# start of Passage to read

Since the previous post, I worked on improving the patches that add local caching, fixed a few bugs, addressed review comments from the community and re-posted the patches. I also gave a talk about it at the SUSE Labs Conference 2010 took place at Prague. The slides can be found here: FS-Cache aware CIFS.

This patchset was merged in the upstream Linux kernel yesterday (Yay!) which means this feature would be available starting from kernel version 2.6.35-rc1.

The primary aim of caching data on the client side is to reduce the network calls to the CIFS Server whenever possible, thereby reducing the server load as well the network load. This will indirectly improve the performance and the scalability of the CIFS Server and will improve the number of clients per Server ratio. This feature could be useful in a number of scenarios:

– Render farms in Entertainment industry – used to distribute textures to individual rendering units
– Read only multimedia workloads
– Accelerate distributed web-servers
– Web server cluster nodes serve content from the cache
– /usr distributed by a network file system – to avoid spamming Servers when there is a power outage
– Caching Server with SSDs reexporting netfs data
– where a persistent cache remains across reboots is useful

However, be warned that local caching may not suitable for all workloads and a few workloads could suffer a slight performance hit (for e.g. read-once type workloads). So, you need to careful consider your workload/scenario before you start using local disk caching.

# end of Passage to read
# start of Record extracts

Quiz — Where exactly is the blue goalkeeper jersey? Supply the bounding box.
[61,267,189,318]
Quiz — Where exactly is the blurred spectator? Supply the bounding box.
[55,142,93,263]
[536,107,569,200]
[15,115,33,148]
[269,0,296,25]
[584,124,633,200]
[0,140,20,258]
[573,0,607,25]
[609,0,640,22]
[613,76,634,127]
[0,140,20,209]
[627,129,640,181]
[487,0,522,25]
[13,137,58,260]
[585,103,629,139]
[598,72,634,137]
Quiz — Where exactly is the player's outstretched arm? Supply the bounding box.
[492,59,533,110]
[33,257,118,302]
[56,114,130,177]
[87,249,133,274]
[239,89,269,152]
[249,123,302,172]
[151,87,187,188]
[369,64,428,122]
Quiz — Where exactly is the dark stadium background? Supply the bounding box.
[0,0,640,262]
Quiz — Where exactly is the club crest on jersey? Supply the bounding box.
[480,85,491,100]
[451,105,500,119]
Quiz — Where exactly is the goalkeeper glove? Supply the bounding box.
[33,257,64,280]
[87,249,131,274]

# end of Record extracts
# start of Record extracts

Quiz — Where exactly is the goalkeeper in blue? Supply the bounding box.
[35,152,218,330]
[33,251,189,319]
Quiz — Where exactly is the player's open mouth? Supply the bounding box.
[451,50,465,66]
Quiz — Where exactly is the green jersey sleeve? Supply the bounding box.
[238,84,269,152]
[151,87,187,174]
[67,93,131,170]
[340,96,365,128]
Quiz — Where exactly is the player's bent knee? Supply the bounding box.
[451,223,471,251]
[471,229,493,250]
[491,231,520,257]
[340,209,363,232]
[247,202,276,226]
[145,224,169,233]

# end of Record extracts

• Brief: Echo the part of the caching text from "However, be warned" to "local disk caching.", word for word. The lines are not needed for this work.

• Output below:
However, be warned that local caching may not suitable for all workloads and a few workloads could suffer a slight performance hit (for e.g. read-once type workloads). So, you need to careful consider your workload/scenario before you start using local disk caching.